EXERCISE INSTRUCTIONS – Format every line of the entries below as a Markdown table with the columns Row and Line, numbering the rows in order and leaving out blank lines.
------------------------------
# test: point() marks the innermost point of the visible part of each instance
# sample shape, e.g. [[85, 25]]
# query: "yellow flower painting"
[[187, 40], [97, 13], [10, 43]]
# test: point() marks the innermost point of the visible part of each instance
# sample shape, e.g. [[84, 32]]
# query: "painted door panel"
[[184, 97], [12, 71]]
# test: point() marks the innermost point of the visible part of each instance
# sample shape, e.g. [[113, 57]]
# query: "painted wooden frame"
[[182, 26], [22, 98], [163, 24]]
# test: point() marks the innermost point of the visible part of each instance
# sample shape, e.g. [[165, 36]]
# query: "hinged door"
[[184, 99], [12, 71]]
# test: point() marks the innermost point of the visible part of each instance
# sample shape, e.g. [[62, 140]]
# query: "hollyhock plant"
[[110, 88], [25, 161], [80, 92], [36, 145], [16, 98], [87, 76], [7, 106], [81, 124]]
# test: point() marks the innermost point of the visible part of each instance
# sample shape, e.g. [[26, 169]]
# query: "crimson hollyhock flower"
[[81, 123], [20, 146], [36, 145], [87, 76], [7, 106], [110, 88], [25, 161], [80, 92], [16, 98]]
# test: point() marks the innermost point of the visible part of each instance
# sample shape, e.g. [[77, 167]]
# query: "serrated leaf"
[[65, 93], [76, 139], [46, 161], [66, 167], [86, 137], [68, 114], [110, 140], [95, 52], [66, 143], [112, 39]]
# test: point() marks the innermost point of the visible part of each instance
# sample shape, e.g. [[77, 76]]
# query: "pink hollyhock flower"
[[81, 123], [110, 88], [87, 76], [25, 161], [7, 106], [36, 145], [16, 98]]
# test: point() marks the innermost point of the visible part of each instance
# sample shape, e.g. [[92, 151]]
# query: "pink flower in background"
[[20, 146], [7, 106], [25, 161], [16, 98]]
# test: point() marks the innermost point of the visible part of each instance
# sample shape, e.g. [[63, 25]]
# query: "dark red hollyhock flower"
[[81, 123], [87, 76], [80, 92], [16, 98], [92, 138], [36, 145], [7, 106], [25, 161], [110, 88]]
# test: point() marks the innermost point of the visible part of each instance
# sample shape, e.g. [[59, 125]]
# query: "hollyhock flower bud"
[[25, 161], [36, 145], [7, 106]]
------------------------------
FULL RESPONSE –
| Row | Line |
|---|---|
| 1 | # test: point() marks the innermost point of the visible part of each instance |
| 2 | # sample shape, e.g. [[85, 25]] |
| 3 | # query: "yellow flower painting" |
| 4 | [[187, 40], [97, 13], [10, 43]] |
| 5 | # test: point() marks the innermost point of the visible part of each instance |
| 6 | # sample shape, e.g. [[84, 32]] |
| 7 | # query: "painted door panel" |
| 8 | [[184, 97], [12, 71]] |
| 9 | # test: point() marks the innermost point of the visible part of each instance |
| 10 | # sample shape, e.g. [[113, 57]] |
| 11 | # query: "painted wooden frame" |
| 12 | [[182, 26], [22, 98], [163, 24]] |
| 13 | # test: point() marks the innermost point of the visible part of each instance |
| 14 | # sample shape, e.g. [[165, 36]] |
| 15 | # query: "hinged door" |
| 16 | [[184, 99], [12, 71]] |
| 17 | # test: point() marks the innermost point of the visible part of each instance |
| 18 | # sample shape, e.g. [[62, 140]] |
| 19 | # query: "hollyhock plant" |
| 20 | [[110, 88], [25, 161], [80, 92], [36, 145], [16, 98], [87, 76], [7, 106], [81, 124]] |
| 21 | # test: point() marks the innermost point of the visible part of each instance |
| 22 | # sample shape, e.g. [[26, 169]] |
| 23 | # query: "crimson hollyhock flower" |
| 24 | [[81, 123], [20, 146], [36, 145], [87, 76], [7, 106], [110, 88], [25, 161], [80, 92], [16, 98]] |
| 25 | # test: point() marks the innermost point of the visible part of each instance |
| 26 | # sample shape, e.g. [[77, 167]] |
| 27 | # query: "serrated leaf" |
| 28 | [[65, 93], [76, 139], [46, 161], [66, 167], [86, 137], [68, 114], [110, 140], [95, 52], [66, 143], [112, 39]] |
| 29 | # test: point() marks the innermost point of the visible part of each instance |
| 30 | # sample shape, e.g. [[77, 76]] |
| 31 | # query: "pink hollyhock flower" |
| 32 | [[81, 123], [110, 88], [87, 76], [25, 161], [7, 106], [36, 145], [16, 98]] |
| 33 | # test: point() marks the innermost point of the visible part of each instance |
| 34 | # sample shape, e.g. [[92, 151]] |
| 35 | # query: "pink flower in background" |
| 36 | [[20, 146], [7, 106], [25, 161], [16, 98]] |
| 37 | # test: point() marks the innermost point of the visible part of each instance |
| 38 | # sample shape, e.g. [[63, 25]] |
| 39 | # query: "dark red hollyhock flower" |
| 40 | [[81, 123], [87, 76], [80, 92], [16, 98], [92, 138], [36, 145], [7, 106], [25, 161], [110, 88]] |
| 41 | # test: point() marks the innermost point of the visible part of each instance |
| 42 | # sample shape, e.g. [[59, 125]] |
| 43 | # query: "hollyhock flower bud" |
| 44 | [[25, 161], [36, 145], [7, 106]] |